▸ EXERCISE REQUIREMENTS: Count the lines in the material below that contain the word "silver". Reply with the number alone.

[START OF RECORDED DATA]

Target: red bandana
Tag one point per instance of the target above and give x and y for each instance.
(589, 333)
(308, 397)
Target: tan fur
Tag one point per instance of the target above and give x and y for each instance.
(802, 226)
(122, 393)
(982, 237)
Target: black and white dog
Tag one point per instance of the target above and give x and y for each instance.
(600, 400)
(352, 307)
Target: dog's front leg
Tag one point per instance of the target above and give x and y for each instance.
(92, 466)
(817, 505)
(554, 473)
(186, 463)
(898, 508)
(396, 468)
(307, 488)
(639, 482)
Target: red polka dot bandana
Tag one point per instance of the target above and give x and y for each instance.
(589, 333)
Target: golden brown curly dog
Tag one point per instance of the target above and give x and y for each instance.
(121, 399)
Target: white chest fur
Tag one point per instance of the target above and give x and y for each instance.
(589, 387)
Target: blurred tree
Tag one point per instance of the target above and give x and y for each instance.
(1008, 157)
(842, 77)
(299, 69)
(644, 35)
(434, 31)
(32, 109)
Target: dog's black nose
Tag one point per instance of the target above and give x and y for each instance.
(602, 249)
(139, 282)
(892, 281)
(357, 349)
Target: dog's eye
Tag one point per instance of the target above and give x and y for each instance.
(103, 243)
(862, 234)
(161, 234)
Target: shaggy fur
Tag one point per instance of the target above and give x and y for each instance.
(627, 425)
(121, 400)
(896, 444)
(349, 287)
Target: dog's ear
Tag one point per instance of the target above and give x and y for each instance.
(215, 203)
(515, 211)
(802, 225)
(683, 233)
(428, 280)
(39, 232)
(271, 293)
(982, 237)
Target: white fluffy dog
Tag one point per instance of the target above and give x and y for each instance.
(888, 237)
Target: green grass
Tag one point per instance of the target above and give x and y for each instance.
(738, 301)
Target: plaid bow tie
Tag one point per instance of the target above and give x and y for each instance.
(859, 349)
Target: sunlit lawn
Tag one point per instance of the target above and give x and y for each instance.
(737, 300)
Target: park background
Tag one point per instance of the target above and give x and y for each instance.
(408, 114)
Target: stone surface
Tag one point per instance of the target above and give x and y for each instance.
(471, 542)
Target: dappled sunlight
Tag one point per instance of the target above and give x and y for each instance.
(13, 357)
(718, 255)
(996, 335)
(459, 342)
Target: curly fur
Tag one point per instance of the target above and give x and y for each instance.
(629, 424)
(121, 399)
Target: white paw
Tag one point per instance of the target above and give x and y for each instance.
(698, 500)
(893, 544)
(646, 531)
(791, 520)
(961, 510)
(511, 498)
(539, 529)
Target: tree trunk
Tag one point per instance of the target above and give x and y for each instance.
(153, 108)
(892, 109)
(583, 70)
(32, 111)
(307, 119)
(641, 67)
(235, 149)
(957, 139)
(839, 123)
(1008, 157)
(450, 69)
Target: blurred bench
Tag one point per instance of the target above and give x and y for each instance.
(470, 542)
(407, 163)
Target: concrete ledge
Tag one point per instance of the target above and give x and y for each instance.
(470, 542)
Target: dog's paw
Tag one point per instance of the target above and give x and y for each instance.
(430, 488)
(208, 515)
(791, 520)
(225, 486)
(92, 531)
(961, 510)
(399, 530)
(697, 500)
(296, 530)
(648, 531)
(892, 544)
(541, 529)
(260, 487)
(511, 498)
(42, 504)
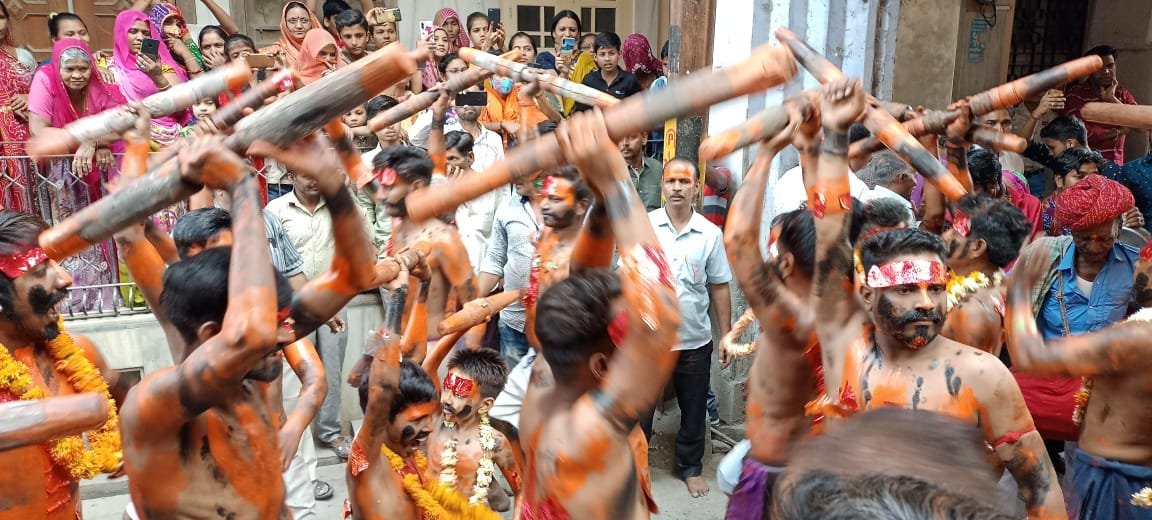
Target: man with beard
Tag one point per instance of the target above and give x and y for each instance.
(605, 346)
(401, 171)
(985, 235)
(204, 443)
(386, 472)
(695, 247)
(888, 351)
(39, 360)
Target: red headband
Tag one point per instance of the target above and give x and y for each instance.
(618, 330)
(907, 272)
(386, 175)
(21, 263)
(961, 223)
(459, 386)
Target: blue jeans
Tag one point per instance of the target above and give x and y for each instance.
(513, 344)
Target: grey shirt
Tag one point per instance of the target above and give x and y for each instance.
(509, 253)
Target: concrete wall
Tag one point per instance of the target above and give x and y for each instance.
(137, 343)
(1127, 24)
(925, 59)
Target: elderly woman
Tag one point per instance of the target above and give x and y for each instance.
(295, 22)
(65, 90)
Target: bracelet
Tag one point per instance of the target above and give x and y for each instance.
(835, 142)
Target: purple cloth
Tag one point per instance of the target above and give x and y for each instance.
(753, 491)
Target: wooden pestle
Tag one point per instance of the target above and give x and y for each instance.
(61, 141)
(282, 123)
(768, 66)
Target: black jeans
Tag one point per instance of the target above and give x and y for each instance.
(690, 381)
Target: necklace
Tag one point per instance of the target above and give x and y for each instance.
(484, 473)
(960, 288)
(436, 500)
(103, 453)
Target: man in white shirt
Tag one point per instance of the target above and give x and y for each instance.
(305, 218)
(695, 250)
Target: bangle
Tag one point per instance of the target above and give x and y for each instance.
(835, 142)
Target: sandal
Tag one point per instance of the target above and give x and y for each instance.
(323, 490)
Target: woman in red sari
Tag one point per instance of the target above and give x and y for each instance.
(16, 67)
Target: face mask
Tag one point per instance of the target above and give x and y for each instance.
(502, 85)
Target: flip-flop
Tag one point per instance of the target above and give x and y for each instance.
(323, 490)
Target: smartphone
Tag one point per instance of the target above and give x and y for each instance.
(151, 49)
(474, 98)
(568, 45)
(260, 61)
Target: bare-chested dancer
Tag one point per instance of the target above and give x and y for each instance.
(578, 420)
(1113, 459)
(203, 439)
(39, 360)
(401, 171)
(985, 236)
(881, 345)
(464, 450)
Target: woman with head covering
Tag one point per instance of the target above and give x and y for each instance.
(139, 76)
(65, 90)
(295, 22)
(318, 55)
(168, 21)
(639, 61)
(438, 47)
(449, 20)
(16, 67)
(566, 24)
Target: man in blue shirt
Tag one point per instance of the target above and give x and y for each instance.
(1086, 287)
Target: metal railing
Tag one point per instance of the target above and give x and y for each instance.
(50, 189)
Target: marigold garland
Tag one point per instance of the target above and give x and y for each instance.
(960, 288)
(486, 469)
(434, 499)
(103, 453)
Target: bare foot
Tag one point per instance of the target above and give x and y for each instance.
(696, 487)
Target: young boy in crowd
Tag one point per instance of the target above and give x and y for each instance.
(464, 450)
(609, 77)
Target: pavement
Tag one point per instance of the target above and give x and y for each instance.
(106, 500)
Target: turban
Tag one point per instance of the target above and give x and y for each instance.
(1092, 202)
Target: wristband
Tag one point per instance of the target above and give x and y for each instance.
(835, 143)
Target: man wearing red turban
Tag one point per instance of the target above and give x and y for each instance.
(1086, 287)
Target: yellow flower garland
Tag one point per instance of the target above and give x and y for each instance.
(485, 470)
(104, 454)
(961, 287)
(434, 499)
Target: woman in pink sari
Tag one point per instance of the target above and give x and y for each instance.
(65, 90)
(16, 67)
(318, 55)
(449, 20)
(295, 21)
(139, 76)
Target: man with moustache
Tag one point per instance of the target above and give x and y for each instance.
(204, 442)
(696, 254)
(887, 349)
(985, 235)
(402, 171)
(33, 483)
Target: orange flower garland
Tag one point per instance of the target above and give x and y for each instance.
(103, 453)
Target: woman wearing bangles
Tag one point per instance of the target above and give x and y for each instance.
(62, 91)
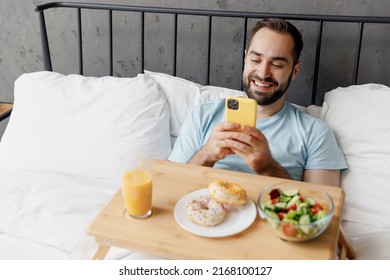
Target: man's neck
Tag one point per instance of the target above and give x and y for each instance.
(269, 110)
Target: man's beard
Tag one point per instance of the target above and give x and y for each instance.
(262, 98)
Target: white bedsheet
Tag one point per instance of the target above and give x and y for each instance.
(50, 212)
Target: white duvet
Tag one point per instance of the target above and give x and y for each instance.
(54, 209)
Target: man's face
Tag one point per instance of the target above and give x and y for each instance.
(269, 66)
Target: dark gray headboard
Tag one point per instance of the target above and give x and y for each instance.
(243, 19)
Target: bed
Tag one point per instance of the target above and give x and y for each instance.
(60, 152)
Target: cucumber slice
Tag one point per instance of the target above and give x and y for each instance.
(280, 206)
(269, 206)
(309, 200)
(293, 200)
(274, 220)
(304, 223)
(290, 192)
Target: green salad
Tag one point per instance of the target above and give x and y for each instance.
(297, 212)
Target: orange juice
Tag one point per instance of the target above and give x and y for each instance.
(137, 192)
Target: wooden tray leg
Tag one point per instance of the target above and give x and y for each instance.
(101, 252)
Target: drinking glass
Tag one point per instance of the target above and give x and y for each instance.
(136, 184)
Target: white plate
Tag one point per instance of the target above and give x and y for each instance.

[END OF RECORDED DATA]
[START OF RECORDED DATA]

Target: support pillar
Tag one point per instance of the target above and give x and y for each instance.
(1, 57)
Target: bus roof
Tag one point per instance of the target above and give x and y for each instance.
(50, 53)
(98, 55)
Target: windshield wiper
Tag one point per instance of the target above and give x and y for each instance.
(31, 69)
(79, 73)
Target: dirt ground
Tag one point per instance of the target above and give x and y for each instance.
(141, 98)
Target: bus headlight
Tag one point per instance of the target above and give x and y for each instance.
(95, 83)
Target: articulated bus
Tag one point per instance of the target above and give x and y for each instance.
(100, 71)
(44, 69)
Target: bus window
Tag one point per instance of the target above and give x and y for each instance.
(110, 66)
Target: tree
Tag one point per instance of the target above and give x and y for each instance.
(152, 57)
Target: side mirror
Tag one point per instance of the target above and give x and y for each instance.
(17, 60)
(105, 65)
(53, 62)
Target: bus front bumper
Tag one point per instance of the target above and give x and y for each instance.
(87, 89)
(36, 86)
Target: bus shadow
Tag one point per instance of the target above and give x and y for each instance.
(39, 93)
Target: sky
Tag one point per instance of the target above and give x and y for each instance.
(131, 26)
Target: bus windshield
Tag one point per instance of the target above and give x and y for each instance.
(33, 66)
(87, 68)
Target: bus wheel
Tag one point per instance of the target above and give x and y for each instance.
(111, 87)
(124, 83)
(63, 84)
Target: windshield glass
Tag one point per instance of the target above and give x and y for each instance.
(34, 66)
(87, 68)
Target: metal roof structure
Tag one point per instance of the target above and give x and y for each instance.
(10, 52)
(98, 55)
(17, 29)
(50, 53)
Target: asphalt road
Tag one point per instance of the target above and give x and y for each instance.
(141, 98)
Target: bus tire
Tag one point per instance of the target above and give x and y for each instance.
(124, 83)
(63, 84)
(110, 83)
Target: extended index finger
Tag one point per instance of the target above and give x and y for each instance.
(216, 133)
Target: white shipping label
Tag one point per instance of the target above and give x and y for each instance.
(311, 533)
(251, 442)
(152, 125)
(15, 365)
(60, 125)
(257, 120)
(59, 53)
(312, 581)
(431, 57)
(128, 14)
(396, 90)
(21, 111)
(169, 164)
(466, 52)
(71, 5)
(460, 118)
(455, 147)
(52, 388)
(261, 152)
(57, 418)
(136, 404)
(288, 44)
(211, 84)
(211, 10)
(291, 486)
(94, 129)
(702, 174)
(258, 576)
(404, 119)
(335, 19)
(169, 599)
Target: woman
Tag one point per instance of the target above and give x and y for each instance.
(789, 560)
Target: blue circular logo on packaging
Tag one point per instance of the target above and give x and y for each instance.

[END OF RECORDED DATA]
[START OF RECORDED DATA]

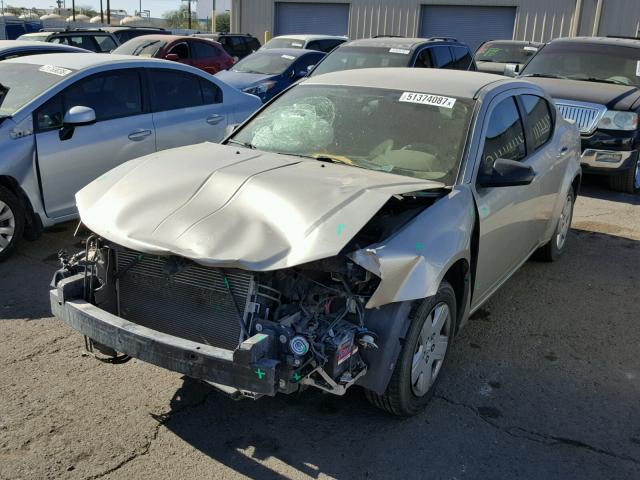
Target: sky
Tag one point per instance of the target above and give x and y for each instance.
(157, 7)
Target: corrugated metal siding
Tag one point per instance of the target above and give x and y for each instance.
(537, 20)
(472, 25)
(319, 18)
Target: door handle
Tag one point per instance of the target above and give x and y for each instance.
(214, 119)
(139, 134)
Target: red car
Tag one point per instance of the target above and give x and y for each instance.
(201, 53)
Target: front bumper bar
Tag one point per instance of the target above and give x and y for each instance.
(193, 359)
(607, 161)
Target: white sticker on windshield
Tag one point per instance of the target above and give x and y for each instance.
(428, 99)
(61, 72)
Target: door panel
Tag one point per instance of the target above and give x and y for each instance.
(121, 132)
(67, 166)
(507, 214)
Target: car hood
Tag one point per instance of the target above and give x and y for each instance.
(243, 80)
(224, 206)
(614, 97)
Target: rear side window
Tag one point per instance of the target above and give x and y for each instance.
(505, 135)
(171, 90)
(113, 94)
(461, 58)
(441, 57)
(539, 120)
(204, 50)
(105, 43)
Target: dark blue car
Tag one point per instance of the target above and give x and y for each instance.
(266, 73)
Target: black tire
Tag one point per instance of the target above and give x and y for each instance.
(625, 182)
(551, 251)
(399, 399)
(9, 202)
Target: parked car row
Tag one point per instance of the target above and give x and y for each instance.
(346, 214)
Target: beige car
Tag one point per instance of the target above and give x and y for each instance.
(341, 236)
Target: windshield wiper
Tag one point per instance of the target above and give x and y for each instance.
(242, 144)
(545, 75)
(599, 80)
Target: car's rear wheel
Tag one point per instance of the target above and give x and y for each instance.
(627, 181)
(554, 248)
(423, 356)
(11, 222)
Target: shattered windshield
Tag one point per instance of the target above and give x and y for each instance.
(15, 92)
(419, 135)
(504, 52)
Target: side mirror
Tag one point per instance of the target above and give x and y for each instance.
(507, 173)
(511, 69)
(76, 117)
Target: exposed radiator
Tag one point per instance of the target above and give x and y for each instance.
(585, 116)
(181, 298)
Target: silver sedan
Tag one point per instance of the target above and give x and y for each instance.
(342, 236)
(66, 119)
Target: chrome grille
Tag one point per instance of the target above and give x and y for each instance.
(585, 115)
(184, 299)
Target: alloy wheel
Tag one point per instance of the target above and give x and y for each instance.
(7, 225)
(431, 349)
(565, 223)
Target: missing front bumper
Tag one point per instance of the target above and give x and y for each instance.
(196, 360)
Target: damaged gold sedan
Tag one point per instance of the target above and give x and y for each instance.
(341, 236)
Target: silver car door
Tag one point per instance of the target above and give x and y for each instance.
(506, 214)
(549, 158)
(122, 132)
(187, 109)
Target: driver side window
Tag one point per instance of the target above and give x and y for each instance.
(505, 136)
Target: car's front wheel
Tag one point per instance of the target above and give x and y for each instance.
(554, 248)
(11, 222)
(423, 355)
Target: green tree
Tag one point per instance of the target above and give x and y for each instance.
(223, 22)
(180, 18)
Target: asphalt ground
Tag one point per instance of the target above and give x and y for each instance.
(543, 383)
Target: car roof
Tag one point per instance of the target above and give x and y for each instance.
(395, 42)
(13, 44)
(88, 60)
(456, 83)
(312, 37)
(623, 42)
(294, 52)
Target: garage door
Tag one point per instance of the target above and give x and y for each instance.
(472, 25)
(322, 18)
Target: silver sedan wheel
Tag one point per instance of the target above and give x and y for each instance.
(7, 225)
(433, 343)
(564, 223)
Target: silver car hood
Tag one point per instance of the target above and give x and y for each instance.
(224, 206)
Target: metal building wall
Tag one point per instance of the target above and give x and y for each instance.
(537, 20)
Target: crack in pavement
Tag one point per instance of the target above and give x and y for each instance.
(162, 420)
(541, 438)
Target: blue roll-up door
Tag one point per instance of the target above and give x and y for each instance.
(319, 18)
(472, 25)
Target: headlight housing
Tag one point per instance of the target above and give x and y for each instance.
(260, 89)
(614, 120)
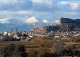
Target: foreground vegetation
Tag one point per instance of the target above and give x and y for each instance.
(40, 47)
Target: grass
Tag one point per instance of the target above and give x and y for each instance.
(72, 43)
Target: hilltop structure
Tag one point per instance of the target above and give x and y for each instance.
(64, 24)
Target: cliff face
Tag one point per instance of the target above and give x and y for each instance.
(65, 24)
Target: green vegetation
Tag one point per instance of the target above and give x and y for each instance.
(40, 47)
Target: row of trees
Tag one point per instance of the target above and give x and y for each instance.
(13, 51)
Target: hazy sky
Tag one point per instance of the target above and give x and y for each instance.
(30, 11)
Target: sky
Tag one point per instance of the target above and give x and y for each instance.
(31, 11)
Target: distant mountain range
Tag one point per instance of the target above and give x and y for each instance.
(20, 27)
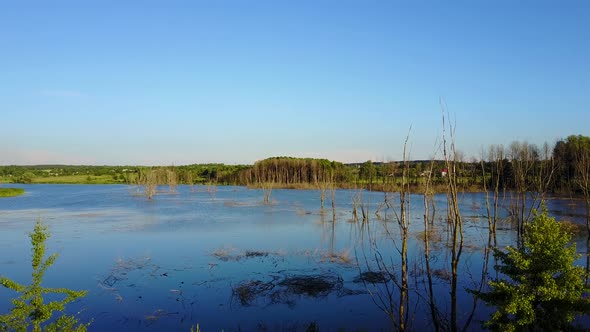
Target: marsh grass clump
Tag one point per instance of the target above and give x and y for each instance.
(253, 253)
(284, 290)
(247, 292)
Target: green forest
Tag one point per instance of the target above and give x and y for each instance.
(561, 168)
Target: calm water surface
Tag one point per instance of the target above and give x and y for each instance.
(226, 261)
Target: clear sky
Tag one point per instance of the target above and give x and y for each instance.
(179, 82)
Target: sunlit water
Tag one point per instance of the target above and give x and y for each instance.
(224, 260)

[END OF RECORDED DATA]

▸ SOLUTION TO THIS PROBLEM: 4